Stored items
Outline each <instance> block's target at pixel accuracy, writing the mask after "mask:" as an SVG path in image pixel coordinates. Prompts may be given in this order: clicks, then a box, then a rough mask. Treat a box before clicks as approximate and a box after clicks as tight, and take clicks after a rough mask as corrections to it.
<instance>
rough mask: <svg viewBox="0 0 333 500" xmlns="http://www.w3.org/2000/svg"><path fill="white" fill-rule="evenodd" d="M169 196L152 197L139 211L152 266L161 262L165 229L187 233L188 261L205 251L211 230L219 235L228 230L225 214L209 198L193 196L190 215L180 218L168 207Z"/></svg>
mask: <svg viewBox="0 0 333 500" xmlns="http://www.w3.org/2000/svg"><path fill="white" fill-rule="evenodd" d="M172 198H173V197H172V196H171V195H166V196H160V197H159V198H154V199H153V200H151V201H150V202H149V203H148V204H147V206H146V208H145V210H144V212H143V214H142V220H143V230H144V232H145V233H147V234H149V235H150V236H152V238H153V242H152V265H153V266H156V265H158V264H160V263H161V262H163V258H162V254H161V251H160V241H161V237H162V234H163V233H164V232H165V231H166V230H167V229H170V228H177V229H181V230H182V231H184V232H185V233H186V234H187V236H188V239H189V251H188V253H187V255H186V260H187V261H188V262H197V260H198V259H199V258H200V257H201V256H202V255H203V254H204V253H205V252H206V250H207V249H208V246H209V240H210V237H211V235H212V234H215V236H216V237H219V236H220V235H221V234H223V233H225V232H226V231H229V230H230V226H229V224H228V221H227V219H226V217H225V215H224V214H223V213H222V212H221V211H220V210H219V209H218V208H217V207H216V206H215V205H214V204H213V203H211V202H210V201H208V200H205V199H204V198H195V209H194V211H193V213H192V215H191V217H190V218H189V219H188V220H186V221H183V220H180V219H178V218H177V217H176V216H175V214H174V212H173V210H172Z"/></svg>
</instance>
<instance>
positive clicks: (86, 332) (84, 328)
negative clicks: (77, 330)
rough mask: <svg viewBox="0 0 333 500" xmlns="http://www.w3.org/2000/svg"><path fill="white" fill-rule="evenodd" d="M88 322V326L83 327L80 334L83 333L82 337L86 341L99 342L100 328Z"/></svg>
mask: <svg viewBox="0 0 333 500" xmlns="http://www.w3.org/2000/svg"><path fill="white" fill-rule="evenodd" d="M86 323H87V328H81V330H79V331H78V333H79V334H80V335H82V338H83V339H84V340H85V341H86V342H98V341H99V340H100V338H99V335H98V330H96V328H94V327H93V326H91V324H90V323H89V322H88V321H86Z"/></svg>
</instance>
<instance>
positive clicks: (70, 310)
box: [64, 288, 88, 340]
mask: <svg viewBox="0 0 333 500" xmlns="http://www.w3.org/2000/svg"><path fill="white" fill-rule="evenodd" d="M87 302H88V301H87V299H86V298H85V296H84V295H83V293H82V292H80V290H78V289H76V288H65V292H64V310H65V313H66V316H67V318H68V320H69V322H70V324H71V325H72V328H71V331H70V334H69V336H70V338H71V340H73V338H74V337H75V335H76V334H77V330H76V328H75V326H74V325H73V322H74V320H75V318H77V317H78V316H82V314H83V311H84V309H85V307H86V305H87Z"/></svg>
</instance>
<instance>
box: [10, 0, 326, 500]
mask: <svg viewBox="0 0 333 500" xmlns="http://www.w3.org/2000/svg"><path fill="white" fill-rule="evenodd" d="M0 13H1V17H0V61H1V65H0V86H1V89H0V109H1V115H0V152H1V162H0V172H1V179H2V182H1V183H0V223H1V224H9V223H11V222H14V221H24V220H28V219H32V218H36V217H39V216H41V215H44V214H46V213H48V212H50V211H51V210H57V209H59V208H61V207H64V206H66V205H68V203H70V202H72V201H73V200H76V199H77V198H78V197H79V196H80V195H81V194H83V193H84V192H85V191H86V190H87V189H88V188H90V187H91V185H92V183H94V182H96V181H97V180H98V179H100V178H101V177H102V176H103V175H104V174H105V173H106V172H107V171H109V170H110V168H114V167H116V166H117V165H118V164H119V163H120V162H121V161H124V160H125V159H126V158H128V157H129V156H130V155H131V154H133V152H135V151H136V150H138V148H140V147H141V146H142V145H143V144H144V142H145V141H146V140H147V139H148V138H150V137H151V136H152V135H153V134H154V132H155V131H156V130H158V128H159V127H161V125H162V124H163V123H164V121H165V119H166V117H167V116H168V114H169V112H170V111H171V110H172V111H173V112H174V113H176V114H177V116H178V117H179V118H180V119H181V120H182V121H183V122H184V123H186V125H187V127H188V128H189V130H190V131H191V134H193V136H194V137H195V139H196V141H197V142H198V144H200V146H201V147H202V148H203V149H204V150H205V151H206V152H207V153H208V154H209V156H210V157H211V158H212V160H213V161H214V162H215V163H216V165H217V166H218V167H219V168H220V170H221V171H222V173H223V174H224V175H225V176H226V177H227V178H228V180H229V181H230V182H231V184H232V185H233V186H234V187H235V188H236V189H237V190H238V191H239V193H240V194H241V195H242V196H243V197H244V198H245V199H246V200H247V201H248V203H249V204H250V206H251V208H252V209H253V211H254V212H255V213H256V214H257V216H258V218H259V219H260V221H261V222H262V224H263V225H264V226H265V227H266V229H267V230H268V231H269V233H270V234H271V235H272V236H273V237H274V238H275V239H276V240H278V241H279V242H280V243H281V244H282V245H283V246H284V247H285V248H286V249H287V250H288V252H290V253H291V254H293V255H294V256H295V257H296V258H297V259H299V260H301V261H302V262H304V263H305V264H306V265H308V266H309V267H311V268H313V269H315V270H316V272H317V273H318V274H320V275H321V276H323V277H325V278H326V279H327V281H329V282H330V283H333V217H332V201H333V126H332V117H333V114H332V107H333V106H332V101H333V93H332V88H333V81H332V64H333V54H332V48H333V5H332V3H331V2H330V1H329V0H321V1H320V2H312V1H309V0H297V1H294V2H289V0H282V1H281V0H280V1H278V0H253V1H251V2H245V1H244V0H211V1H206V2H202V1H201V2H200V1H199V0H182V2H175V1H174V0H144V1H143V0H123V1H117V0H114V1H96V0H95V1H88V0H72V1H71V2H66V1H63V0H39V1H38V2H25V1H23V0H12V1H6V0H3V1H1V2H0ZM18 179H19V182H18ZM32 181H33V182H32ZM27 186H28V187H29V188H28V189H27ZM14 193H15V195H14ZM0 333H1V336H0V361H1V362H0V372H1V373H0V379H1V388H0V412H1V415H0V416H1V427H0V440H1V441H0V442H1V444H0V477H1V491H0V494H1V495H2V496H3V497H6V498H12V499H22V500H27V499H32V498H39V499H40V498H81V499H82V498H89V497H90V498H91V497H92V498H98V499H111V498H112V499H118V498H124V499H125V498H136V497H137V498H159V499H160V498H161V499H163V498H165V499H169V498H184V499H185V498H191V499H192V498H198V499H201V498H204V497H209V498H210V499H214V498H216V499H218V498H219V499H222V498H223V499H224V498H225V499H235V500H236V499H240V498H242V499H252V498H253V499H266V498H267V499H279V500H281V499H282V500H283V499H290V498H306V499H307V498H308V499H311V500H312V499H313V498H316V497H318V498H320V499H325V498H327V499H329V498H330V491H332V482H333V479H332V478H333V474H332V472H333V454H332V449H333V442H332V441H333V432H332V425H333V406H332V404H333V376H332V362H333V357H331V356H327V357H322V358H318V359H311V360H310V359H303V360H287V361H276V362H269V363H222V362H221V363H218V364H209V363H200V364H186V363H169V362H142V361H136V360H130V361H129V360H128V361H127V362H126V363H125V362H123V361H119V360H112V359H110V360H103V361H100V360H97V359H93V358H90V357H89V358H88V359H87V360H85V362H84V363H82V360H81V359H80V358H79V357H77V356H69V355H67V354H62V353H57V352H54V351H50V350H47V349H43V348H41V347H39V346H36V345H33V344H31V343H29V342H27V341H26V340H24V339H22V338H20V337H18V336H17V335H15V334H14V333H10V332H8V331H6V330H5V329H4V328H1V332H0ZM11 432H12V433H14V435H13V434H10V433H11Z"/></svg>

Required action
Go through the records above, find each line with the string "positive", and copy it.

Written answer
positive clicks: (86, 332) (84, 328)
positive clicks: (70, 310)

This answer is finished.